++++ TASK MATERIAL ++++
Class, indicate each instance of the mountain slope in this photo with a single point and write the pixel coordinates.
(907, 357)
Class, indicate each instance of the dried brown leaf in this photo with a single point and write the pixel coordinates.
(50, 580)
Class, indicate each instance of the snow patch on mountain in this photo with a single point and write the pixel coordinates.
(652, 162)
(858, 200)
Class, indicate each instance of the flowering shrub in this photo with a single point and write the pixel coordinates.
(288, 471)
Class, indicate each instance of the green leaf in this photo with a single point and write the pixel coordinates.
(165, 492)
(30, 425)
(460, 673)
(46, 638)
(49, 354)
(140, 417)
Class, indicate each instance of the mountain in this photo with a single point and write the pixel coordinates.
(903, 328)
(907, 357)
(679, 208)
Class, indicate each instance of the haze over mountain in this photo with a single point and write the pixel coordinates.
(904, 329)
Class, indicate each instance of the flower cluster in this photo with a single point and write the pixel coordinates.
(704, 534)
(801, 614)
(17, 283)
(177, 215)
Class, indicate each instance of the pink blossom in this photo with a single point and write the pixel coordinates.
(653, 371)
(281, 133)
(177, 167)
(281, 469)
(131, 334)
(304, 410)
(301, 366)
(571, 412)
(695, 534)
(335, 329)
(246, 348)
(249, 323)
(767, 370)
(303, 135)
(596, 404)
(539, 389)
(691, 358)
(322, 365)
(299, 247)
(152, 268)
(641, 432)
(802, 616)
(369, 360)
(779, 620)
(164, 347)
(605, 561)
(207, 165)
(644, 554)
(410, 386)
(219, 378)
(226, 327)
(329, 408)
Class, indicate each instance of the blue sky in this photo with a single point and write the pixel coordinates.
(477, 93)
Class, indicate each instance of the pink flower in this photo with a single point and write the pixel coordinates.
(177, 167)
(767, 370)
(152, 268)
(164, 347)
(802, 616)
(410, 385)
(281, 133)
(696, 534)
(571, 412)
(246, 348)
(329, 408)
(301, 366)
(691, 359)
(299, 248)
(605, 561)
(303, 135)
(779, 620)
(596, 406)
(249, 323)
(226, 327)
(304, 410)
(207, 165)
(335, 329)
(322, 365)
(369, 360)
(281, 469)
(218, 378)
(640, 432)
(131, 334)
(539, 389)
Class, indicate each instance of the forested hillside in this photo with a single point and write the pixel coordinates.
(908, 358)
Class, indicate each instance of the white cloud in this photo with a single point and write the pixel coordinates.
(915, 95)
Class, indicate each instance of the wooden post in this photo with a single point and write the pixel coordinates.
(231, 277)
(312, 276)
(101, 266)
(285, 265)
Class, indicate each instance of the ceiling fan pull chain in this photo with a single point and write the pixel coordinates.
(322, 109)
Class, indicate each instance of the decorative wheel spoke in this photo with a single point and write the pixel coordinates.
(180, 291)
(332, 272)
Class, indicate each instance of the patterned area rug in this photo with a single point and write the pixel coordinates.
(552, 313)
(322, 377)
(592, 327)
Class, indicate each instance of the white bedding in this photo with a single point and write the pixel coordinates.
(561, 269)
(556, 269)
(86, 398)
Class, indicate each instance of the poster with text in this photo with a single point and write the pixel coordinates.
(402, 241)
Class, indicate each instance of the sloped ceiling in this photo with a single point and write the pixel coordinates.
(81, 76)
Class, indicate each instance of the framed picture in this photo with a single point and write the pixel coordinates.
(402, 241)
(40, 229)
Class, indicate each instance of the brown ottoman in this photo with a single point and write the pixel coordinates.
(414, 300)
++++
▶ **GOAL**: All of the entries should be written out again exactly.

▶ **FULL OUTPUT**:
Class, indicate each instance of the mountain slope in this photo with a single point and write the pixel coordinates.
(907, 357)
Class, indicate each instance of the dried brown leaf in this photo with a single point and write the pixel coordinates.
(50, 580)
Class, indicate each instance of the snow patch on mountain in this photo with a single point and write the pixel coordinates.
(652, 162)
(858, 200)
Class, indicate each instance of the flowering shrub in this photo with a single point and write the pixel coordinates.
(288, 471)
Class, indicate each instance of the green leaf in this photo with a single point and write the pixel coordinates.
(165, 492)
(30, 425)
(460, 673)
(46, 638)
(49, 354)
(140, 417)
Class, indicate each instance of the mountain in this photo with a single point and write the pixel coordinates.
(903, 328)
(907, 357)
(679, 208)
Class, indicate each instance of the haze over mountain in this photo with a single point and write the pixel coordinates.
(904, 329)
Class, indicate each instance of the flower cluster in this photo with a single point and write the pixel coordinates.
(704, 534)
(801, 614)
(17, 283)
(177, 215)
Class, indicate each instance of the pink blossom in this photo with a single point and write the pixel coordinates.
(653, 371)
(281, 133)
(177, 167)
(281, 469)
(131, 334)
(304, 410)
(301, 366)
(571, 412)
(695, 534)
(335, 329)
(246, 348)
(249, 323)
(767, 370)
(303, 135)
(596, 404)
(539, 389)
(691, 358)
(322, 365)
(299, 247)
(152, 268)
(641, 432)
(802, 616)
(369, 360)
(779, 620)
(164, 347)
(605, 561)
(207, 165)
(644, 554)
(410, 386)
(219, 378)
(226, 327)
(329, 408)
Class, indicate each instance of the blue sky in this photo with a single point and write the pixel coordinates.
(477, 93)
Class, indicate each instance of the pink flower in this photo with a single point and write the pixel coordinates.
(177, 167)
(767, 370)
(152, 268)
(164, 347)
(802, 616)
(410, 385)
(281, 133)
(696, 534)
(571, 412)
(246, 348)
(329, 408)
(301, 366)
(691, 359)
(299, 248)
(605, 561)
(303, 135)
(779, 620)
(596, 406)
(249, 323)
(226, 327)
(304, 410)
(207, 165)
(335, 329)
(322, 365)
(369, 360)
(281, 469)
(218, 378)
(640, 432)
(131, 334)
(539, 389)
Class, indicate each instance of the forested hillside in this photo with a single point and write the pixel coordinates.
(908, 358)
Class, indicate each instance of the white cloud in this photo with a single point and write the pixel coordinates.
(915, 95)
Class, indicate each instance of the wooden post in this photo with a single point and write the pixel coordinates.
(231, 277)
(312, 276)
(101, 266)
(285, 265)
Class, indicate each instance of the ceiling fan pull chain in this photo with a single point and write the pixel coordinates.
(322, 109)
Class, indicate each instance of the decorative wheel spoke in this photo with a single point and write the pixel coordinates.
(180, 291)
(332, 272)
Class, indicate each instance of the patterned area rug in this photo with a single point and write the pixel coordinates.
(552, 313)
(322, 377)
(592, 327)
Class, indicate each instance of the white bedding in this photo with a single point and write the pixel coordinates.
(561, 269)
(556, 269)
(86, 398)
Class, indicate each instance of the poster with text in this photo with a single point and write the pixel coordinates.
(402, 241)
Class, indicate each instance of the sloped ceiling in this photo with a single point and write the pixel coordinates.
(81, 76)
Class, indicate each instance of the framed picture in this photo with a single point and write the pixel coordinates.
(402, 241)
(40, 229)
Class, indicate each instance of the brown ottoman in this photo with a single point and write the pixel coordinates.
(414, 300)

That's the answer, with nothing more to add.